You will feel better to understand that love is not selfish, it took me two weeks of depression to finally realize that if I love someone then their happiest comes before mine. Try it.


----------



## DudeInProgress (Jun 10, 2019)

DonJuan said:


> You will feel better to understand that love is not selfish, it took me two weeks of depression to finally realize that if I love someone then their happiest comes before mine. Try it.


Is that a joke?
So if your spouse wants to sleep with someone else you should be ok with it, “for their happiness”?


----------



## DownByTheRiver (Jul 2, 2020)

Are these her children that she brought into the marriage or are they children that you are both parents of? Because if they're not your children at all, I feel she is just using you financially at this point and that you are just letting her, and you have to understand that there's no way she could respect that. It's not going to make her love you more or come back. It's just going to make her lose respect for you if you are letting her walk all over you and use you. 

I'm afraid this is a mismatch. Whatever you did in the past that you now think you might have changed and things might be better, it's actually doubtful that it would have changed anything. Besides it already sounds like you were the one contributing the most. 

I would give her however much notice until the end of a school term for her to find a new place to live. If she has found someone who is willing to just take her in, she is level to leave you before then.

☆ ☆ ☆ ☆

- _Set problem A_
Retype the entire forum thread about love and a failing marriage, word for word.
- _Set problem B_
Pull out each line of the records in which the word "body" appears.
The forum thread has no connection to the records.

☆ ☆ ☆ ☆

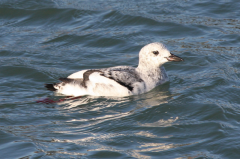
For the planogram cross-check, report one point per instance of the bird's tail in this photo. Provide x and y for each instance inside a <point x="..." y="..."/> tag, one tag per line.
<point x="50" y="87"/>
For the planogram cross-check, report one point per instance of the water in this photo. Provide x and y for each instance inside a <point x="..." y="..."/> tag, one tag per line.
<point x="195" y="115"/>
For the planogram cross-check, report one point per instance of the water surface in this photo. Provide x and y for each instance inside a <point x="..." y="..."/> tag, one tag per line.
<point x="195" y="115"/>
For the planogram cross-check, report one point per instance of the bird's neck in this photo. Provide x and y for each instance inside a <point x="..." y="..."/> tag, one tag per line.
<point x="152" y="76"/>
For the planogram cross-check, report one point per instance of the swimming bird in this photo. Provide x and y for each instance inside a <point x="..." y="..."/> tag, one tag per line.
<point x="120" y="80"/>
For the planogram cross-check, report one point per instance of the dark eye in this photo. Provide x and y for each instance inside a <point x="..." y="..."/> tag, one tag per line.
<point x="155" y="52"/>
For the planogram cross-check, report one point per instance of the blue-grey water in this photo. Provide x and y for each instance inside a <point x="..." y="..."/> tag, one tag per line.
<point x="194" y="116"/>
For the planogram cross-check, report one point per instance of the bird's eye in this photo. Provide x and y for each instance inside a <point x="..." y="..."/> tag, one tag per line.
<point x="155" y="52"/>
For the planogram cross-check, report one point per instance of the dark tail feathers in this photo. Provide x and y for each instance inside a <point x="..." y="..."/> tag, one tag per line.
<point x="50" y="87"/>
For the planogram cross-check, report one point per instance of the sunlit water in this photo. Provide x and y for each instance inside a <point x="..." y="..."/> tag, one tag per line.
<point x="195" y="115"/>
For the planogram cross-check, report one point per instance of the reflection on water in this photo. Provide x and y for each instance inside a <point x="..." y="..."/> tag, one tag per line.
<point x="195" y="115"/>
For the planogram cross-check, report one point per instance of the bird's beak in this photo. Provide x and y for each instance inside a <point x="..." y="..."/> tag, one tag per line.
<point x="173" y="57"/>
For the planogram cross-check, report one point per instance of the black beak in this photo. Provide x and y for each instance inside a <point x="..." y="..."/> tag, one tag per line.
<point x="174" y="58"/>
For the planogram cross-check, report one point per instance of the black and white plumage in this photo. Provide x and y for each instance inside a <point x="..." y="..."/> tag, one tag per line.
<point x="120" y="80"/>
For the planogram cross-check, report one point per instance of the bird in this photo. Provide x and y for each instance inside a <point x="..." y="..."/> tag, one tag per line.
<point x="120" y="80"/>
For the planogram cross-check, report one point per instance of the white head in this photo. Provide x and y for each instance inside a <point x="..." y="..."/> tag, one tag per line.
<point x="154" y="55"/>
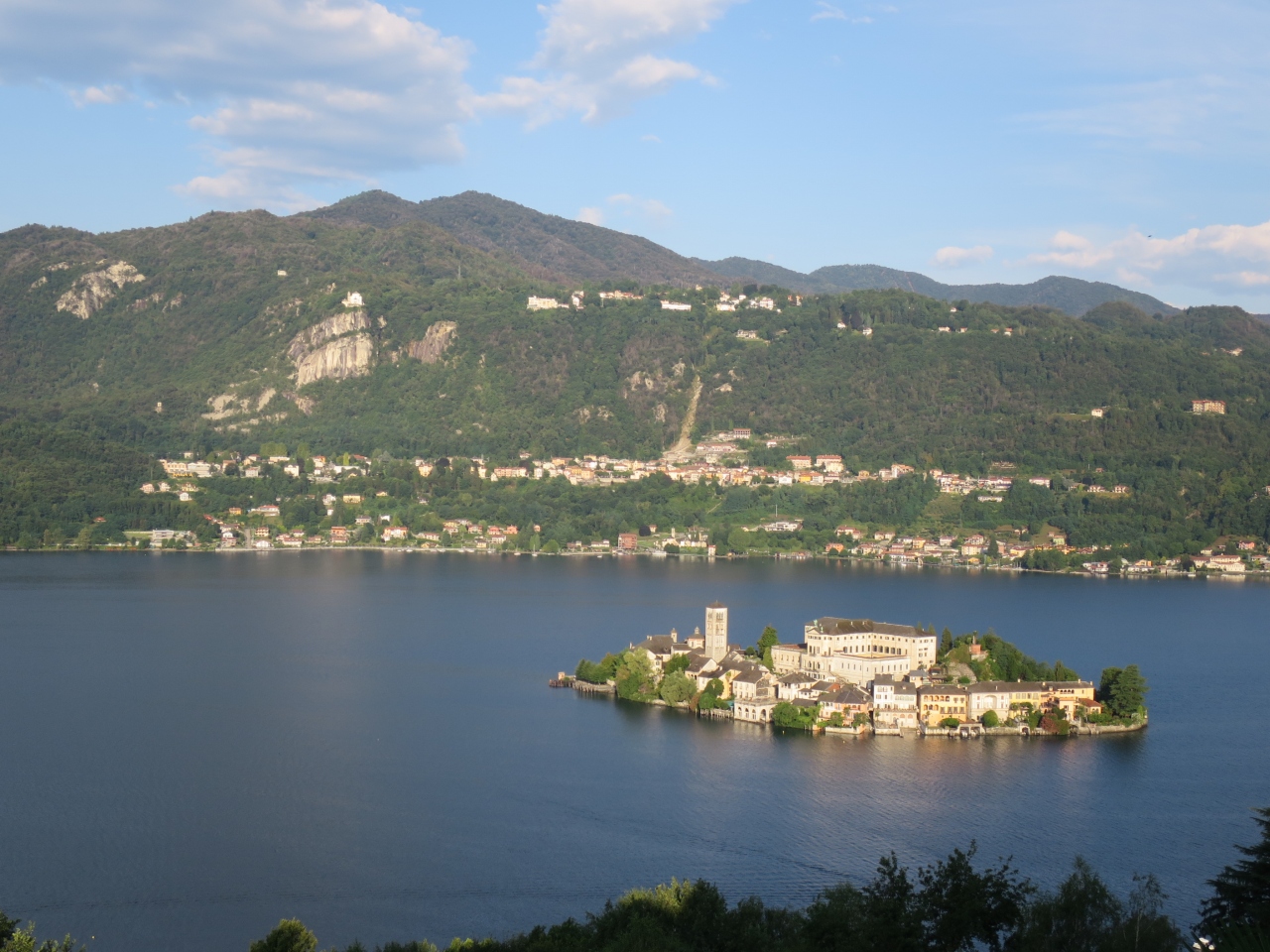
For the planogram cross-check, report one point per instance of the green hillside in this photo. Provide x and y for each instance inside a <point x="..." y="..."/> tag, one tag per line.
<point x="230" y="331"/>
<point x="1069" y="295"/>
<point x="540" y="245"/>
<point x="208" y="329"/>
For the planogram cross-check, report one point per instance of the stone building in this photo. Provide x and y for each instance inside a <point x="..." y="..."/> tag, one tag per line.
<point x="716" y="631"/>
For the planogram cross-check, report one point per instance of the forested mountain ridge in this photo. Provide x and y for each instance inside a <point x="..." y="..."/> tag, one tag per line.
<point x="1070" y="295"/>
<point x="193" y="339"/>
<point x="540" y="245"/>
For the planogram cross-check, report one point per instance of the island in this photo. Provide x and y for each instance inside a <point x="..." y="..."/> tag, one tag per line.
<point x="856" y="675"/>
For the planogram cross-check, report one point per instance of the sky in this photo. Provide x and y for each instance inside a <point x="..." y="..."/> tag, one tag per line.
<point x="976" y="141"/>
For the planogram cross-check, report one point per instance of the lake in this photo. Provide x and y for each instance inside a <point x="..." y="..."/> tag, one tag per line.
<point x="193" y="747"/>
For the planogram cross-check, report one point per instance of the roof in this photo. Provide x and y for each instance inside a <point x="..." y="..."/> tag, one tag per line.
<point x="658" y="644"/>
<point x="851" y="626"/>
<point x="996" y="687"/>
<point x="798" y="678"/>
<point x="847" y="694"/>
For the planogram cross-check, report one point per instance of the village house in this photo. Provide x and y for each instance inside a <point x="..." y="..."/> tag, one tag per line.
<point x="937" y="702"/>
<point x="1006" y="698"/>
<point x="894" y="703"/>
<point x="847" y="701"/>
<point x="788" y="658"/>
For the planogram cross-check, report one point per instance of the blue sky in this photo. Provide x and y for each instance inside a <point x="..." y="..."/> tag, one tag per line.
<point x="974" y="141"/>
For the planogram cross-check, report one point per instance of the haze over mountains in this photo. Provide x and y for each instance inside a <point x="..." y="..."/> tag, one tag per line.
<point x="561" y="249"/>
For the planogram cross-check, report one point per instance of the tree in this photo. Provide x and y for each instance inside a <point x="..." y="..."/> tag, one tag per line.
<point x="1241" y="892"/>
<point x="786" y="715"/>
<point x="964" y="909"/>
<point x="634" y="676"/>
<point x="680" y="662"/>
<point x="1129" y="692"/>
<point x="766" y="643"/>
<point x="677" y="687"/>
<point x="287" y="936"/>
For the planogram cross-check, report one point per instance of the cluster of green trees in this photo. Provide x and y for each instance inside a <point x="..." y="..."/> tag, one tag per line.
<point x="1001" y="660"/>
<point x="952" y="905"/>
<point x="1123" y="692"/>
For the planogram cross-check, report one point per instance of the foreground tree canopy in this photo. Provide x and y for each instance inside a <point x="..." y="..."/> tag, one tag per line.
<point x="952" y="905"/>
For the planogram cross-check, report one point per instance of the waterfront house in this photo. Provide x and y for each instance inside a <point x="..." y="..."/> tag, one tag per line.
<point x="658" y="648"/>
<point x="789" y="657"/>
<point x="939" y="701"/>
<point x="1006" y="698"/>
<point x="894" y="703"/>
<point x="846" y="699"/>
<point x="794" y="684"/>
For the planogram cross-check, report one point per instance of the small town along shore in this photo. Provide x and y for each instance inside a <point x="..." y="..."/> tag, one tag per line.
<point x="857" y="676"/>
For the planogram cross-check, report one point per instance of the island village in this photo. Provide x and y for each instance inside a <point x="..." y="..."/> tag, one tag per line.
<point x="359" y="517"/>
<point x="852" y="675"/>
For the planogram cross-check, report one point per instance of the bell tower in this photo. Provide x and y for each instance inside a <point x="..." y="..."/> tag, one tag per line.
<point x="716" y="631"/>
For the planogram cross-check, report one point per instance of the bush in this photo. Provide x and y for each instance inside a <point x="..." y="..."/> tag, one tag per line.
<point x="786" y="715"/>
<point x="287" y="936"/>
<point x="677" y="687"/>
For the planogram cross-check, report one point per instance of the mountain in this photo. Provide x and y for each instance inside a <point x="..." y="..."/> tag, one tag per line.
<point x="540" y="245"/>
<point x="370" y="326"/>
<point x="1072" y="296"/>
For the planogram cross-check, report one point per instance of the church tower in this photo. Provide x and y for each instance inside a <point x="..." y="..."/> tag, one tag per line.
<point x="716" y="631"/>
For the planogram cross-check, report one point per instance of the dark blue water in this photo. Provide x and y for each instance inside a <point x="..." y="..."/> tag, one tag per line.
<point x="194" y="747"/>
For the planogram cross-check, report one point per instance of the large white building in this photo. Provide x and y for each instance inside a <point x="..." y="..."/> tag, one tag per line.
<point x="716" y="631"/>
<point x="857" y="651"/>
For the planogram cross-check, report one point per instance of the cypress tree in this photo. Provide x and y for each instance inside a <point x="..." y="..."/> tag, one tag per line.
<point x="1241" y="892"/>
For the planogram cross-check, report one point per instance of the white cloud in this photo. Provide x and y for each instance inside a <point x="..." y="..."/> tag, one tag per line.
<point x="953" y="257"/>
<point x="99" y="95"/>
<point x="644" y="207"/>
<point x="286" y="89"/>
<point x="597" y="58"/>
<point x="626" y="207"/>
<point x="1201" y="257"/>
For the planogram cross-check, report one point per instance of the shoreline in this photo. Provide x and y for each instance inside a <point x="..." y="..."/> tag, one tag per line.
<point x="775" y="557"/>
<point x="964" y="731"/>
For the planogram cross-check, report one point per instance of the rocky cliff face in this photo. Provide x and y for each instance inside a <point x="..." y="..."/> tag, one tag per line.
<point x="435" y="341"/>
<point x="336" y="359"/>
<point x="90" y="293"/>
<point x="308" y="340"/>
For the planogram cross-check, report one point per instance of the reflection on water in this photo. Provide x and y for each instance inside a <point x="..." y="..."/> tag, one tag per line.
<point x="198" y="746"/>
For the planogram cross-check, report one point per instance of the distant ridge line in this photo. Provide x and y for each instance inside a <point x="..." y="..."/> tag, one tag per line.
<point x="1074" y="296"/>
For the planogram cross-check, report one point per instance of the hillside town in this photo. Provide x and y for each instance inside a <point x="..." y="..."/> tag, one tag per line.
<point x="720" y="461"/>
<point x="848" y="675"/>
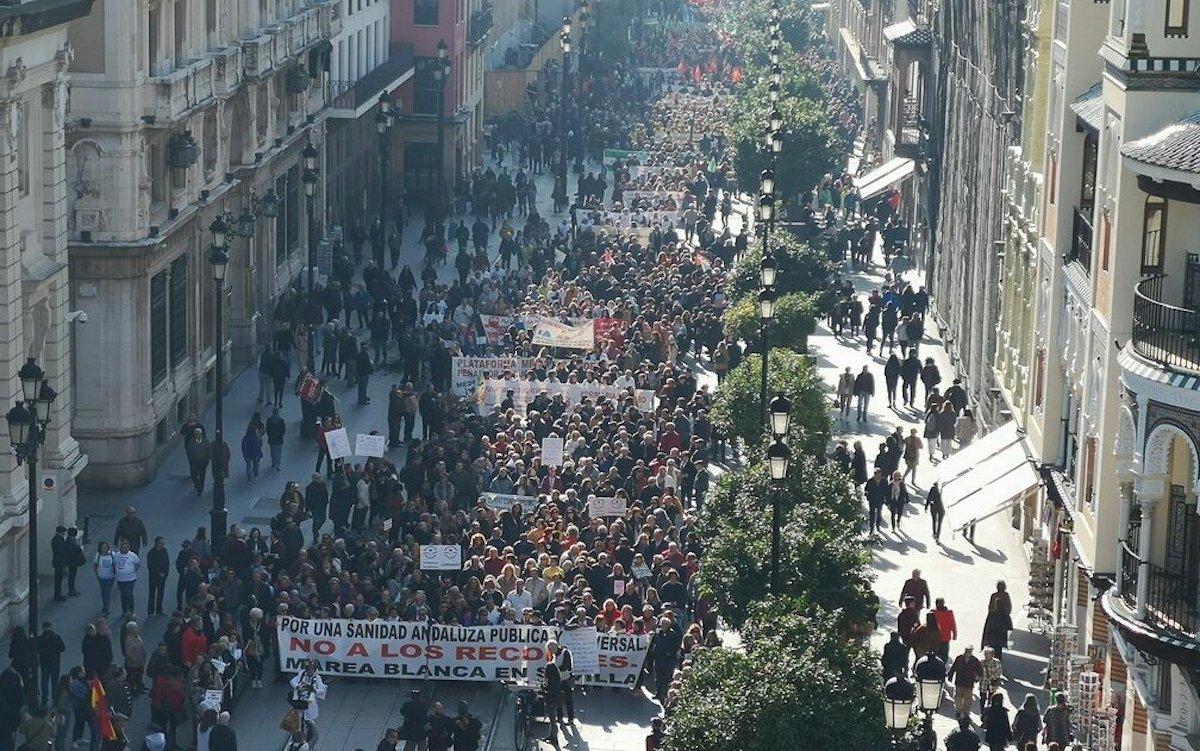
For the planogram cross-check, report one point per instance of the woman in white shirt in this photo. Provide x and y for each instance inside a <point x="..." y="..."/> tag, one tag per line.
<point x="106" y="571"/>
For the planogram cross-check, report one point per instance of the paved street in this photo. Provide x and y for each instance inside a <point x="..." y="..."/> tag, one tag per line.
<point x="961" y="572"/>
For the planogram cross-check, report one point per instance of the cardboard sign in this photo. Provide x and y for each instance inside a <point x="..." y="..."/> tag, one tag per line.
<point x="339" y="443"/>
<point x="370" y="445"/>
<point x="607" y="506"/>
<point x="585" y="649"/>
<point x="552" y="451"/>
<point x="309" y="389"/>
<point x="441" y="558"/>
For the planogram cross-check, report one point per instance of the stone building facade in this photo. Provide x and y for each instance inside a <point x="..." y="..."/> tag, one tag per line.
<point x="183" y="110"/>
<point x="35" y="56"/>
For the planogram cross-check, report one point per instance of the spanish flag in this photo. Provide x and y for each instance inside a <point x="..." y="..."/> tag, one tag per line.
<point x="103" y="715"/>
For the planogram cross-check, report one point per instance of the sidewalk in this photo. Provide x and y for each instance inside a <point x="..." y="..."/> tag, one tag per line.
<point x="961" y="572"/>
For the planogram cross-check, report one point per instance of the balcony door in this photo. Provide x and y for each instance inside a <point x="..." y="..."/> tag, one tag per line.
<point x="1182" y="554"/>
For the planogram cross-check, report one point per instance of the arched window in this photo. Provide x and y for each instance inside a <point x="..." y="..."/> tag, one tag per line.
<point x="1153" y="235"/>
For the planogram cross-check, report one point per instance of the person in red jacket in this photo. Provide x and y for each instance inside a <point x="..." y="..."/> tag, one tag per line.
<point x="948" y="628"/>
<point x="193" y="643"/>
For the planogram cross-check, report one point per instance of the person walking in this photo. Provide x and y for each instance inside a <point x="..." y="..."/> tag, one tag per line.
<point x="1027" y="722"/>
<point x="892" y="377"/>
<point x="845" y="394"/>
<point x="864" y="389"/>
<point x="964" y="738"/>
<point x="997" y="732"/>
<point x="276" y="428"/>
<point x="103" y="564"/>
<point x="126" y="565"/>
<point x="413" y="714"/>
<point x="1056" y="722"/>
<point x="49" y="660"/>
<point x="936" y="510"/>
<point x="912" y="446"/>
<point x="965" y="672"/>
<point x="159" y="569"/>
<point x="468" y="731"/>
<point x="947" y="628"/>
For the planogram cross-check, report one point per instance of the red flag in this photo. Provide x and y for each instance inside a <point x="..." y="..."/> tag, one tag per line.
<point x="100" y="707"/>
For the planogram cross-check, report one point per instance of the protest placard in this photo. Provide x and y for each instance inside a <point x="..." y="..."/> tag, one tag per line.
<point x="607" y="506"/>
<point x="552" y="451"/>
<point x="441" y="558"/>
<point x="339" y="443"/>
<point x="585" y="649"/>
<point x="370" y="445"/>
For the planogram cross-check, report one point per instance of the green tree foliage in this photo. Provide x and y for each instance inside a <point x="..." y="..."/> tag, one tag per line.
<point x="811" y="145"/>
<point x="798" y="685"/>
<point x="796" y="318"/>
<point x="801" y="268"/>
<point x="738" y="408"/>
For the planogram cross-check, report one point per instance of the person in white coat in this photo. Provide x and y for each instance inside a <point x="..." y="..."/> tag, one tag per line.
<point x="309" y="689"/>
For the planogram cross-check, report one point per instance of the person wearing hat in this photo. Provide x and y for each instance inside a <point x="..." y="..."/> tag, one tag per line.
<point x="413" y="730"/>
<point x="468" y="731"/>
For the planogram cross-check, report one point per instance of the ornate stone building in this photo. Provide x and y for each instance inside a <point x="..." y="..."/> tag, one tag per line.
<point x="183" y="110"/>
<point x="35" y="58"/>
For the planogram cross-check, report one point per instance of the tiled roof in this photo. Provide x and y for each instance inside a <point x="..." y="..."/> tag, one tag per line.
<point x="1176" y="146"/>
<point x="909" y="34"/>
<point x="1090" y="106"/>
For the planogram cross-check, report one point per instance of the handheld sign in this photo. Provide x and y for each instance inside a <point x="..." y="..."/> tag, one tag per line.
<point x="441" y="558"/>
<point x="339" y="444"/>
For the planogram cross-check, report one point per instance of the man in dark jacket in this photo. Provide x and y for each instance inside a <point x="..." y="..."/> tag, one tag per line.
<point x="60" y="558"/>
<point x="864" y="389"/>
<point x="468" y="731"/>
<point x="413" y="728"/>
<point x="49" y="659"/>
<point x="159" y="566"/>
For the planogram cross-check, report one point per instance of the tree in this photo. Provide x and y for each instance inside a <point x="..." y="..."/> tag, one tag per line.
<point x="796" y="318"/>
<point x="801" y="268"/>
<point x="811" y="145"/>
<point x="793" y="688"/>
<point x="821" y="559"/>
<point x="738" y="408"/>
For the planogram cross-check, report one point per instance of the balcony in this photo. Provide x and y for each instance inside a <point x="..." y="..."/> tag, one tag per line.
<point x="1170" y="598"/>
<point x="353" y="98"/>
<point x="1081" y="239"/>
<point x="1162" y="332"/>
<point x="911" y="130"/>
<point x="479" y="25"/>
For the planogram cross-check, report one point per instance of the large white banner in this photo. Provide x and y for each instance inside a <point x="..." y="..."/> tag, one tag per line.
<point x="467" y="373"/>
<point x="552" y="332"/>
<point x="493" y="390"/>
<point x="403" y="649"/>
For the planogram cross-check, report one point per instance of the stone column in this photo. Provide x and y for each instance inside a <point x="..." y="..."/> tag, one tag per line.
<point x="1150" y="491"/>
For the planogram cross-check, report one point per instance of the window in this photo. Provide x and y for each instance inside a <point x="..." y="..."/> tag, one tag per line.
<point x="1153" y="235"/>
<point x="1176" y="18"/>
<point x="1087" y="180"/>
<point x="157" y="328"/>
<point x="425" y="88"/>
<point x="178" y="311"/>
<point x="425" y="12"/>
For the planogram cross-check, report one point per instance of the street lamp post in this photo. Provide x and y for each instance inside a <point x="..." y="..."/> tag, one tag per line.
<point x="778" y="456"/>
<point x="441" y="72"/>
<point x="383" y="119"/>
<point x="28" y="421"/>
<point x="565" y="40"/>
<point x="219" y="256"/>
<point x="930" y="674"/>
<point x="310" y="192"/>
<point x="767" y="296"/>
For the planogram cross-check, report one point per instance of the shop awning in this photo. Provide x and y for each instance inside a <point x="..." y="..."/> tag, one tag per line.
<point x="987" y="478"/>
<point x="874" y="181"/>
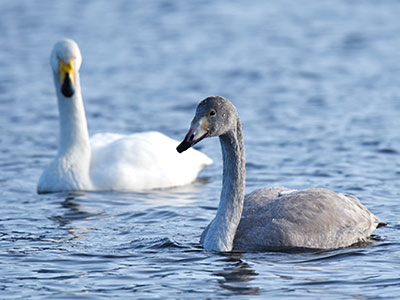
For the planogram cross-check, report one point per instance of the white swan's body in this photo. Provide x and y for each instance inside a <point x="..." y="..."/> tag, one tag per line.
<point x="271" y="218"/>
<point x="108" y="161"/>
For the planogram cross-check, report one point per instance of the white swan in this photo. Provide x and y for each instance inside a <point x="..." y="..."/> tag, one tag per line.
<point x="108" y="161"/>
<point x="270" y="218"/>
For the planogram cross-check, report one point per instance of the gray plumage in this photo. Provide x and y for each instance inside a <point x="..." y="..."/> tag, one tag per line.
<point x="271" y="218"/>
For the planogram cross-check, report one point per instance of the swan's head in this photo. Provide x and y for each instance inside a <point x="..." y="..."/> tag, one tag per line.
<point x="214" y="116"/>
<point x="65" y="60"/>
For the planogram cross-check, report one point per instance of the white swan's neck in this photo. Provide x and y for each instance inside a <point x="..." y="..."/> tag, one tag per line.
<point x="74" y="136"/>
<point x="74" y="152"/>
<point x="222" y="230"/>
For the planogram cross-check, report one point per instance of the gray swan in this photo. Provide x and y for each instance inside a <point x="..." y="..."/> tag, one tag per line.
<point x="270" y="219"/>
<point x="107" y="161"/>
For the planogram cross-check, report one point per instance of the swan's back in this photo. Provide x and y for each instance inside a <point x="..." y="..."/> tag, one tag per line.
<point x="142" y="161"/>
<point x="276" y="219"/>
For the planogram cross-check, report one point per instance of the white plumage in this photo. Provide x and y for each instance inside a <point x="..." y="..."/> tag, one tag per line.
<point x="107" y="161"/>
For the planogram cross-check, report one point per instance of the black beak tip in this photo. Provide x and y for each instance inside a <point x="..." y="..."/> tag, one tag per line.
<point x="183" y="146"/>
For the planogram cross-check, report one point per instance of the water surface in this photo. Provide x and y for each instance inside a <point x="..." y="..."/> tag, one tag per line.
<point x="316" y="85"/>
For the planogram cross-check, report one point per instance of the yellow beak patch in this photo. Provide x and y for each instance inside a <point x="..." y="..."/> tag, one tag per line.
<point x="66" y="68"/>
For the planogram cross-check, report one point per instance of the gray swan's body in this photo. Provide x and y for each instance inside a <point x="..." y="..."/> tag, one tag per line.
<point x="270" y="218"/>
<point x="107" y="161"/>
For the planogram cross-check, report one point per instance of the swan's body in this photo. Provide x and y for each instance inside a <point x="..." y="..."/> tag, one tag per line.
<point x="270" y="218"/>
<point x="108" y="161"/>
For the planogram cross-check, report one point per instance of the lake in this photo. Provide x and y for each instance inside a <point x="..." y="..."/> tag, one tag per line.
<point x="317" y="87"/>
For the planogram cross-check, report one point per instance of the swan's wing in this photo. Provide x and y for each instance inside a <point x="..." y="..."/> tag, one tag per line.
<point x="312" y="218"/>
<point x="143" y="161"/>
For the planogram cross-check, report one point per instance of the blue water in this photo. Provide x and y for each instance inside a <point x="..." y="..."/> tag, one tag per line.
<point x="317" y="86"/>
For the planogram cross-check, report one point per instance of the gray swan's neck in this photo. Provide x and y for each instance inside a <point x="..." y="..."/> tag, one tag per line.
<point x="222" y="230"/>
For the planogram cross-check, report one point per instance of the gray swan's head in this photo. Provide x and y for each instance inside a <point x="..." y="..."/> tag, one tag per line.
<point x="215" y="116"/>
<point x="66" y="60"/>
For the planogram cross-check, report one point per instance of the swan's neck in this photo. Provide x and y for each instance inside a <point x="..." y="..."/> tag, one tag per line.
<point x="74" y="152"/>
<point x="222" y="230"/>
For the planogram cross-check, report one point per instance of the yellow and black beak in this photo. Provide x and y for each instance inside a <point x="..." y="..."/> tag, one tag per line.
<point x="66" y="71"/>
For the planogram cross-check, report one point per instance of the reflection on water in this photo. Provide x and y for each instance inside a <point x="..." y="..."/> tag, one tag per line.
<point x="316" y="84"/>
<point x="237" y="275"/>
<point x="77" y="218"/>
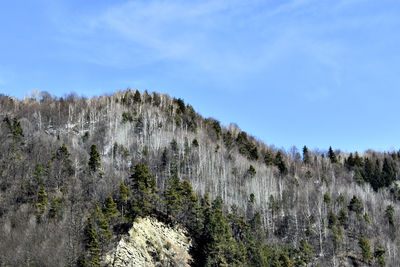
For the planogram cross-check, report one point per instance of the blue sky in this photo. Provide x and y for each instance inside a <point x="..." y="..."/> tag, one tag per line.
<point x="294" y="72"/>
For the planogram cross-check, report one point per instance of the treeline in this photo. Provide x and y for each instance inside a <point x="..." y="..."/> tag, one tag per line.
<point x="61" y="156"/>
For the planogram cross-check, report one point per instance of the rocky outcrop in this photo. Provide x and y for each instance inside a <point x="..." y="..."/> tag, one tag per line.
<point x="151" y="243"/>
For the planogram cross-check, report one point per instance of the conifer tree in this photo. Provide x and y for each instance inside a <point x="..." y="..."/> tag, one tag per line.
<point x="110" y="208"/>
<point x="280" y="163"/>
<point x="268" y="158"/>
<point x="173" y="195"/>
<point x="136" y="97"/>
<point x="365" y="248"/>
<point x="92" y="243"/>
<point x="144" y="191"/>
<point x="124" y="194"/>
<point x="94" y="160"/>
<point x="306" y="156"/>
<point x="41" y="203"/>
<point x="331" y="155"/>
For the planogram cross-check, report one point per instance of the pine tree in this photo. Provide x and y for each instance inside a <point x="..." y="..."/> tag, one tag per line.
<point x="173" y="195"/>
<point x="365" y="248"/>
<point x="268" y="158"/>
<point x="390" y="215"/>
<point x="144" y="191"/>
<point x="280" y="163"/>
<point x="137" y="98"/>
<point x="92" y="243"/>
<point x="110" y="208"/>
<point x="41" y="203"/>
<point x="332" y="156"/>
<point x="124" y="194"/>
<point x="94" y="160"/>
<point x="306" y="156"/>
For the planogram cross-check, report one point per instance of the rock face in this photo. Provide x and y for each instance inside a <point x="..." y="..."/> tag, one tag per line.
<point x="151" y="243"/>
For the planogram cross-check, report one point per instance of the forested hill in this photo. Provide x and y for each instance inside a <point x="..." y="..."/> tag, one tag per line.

☆ ☆ ☆ ☆

- _Full output A_
You will feel better to understand that love is not selfish, it took me two weeks of depression to finally realize that if I love someone then their happiest comes before mine. Try it.


----------



## DudeInProgress (Jun 10, 2019)

DonJuan said:


> You will feel better to understand that love is not selfish, it took me two weeks of depression to finally realize that if I love someone then their happiest comes before mine. Try it.


Is that a joke?
So if your spouse wants to sleep with someone else you should be ok with it, “for their happiness”?


----------



## DownByTheRiver (Jul 2, 2020)

Are these her children that she brought into the marriage or are they children that you are both parents of? Because if they're not your children at all, I feel she is just using you financially at this point and that you are just letting her, and you have to understand that there's no way she could respect that. It's not going to make her love you more or come back. It's just going to make her lose respect for you if you are letting her walk all over you and use you. 

I'm afraid this is a mismatch. Whatever you did in the past that you now think you might have changed and things might be better, it's actually doubtful that it would have changed anything. Besides it already sounds like you were the one contributing the most. 

I would give her however much notice until the end of a school term for her to find a new place to live. If she has found someone who is willing to just take her in, she is level to leave you before then.

- _Full output B_
For the planogram cross-check, report one point per instance of the white swan's body in this photo. Provide x and y for each instance inside a <point x="..." y="..."/> tag, one tag per line.
For the planogram cross-check, report one point per instance of the gray swan's body in this photo. Provide x and y for each instance inside a <point x="..." y="..."/> tag, one tag per line.
For the planogram cross-check, report one point per instance of the swan's body in this photo. Provide x and y for each instance inside a <point x="..." y="..."/> tag, one tag per line.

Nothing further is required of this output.